● Items
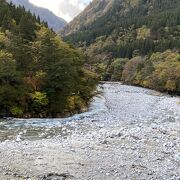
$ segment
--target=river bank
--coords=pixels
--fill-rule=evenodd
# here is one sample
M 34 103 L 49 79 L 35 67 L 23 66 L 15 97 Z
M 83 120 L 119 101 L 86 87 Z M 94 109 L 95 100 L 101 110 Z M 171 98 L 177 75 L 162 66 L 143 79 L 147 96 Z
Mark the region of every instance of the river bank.
M 0 179 L 180 179 L 180 99 L 120 83 L 102 89 L 93 111 L 59 126 L 15 123 L 21 133 L 0 143 Z M 36 137 L 47 134 L 32 141 L 26 133 L 38 126 Z

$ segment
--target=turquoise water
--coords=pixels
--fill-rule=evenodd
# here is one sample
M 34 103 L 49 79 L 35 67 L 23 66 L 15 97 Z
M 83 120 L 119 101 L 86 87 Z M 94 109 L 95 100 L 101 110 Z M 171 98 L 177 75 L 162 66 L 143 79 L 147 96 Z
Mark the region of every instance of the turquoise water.
M 105 109 L 105 100 L 96 96 L 88 112 L 59 119 L 0 119 L 0 141 L 39 140 L 66 136 L 76 129 L 74 122 L 85 120 Z

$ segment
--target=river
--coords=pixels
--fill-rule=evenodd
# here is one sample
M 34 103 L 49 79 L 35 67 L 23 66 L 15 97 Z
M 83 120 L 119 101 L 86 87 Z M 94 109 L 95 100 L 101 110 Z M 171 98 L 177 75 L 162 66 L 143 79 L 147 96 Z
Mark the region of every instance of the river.
M 180 179 L 180 98 L 105 83 L 89 111 L 0 121 L 0 179 Z

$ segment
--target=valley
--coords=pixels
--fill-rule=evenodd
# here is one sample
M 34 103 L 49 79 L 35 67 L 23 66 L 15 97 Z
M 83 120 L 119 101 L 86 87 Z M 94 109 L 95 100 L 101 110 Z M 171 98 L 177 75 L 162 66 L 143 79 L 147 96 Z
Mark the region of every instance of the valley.
M 90 113 L 62 120 L 54 137 L 22 132 L 1 141 L 0 179 L 179 179 L 179 97 L 121 83 L 101 88 Z

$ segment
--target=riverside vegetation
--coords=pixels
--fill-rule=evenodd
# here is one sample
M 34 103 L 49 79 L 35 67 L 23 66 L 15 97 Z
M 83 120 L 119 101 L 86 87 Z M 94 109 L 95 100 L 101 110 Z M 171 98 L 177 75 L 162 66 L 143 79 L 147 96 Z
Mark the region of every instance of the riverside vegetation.
M 0 0 L 0 116 L 59 117 L 86 109 L 96 87 L 84 56 L 39 17 Z
M 180 94 L 179 0 L 94 0 L 61 34 L 100 79 Z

● What is being asked
Copy these data lines word for word, leaving the pictures out of your answer.

● Response to this task
$ segment
--target=river bank
--coords=pixels
--fill-rule=evenodd
# here is one sample
M 34 103 L 49 79 L 35 67 L 23 66 L 15 97 Z
M 83 120 L 119 101 L 86 87 Z M 94 109 L 95 100 L 101 110 Z M 171 98 L 177 75 L 162 66 L 143 79 L 147 96 Z
Mark the region of every instance of the river bank.
M 0 179 L 180 179 L 180 99 L 120 83 L 102 89 L 93 111 L 59 126 L 15 123 L 21 133 L 0 143 Z M 36 137 L 47 134 L 32 141 L 26 133 L 38 126 Z

$ segment
--target=turquoise water
--coords=pixels
--fill-rule=evenodd
# here is one sample
M 34 103 L 49 79 L 35 67 L 23 66 L 15 97 Z
M 83 120 L 119 101 L 86 87 Z M 94 109 L 95 100 L 101 110 Z M 171 98 L 177 75 L 162 66 L 143 79 L 147 96 Z
Mark the region of every instance of the turquoise water.
M 105 109 L 105 100 L 96 96 L 88 112 L 59 119 L 0 119 L 0 141 L 39 140 L 66 136 L 76 129 L 74 122 L 85 120 Z

$ segment
--target=river
--coords=pixels
--fill-rule=evenodd
# here is one sample
M 34 103 L 49 79 L 35 67 L 23 66 L 15 97 Z
M 83 120 L 119 101 L 86 87 Z M 94 109 L 95 100 L 101 110 Z M 171 98 L 177 75 L 162 66 L 143 79 L 147 96 Z
Mark the region of every instance of the river.
M 180 179 L 180 98 L 105 83 L 89 111 L 0 121 L 0 179 Z

$ segment
--target=valley
--coords=pixels
--fill-rule=evenodd
# here is one sample
M 34 103 L 49 79 L 35 67 L 23 66 L 15 97 Z
M 83 120 L 119 101 L 86 87 Z M 94 109 L 95 100 L 101 110 Z M 171 98 L 177 75 L 162 66 L 143 79 L 147 96 Z
Mark the region of every instance of the valley.
M 90 113 L 62 120 L 54 137 L 22 132 L 1 141 L 0 179 L 179 179 L 179 97 L 121 83 L 101 88 Z

$ segment
--target=riverside vegetation
--coords=pixels
--fill-rule=evenodd
# here is one sample
M 34 103 L 49 79 L 35 67 L 23 66 L 15 97 Z
M 83 120 L 119 101 L 86 87 Z M 94 109 L 95 100 L 101 110 Z M 171 98 L 177 75 L 162 66 L 143 79 L 147 96 Z
Mark the region of every instance of the riverside vegetation.
M 0 0 L 0 116 L 59 117 L 86 109 L 96 87 L 84 56 L 39 17 Z
M 180 94 L 179 0 L 94 0 L 61 34 L 100 79 Z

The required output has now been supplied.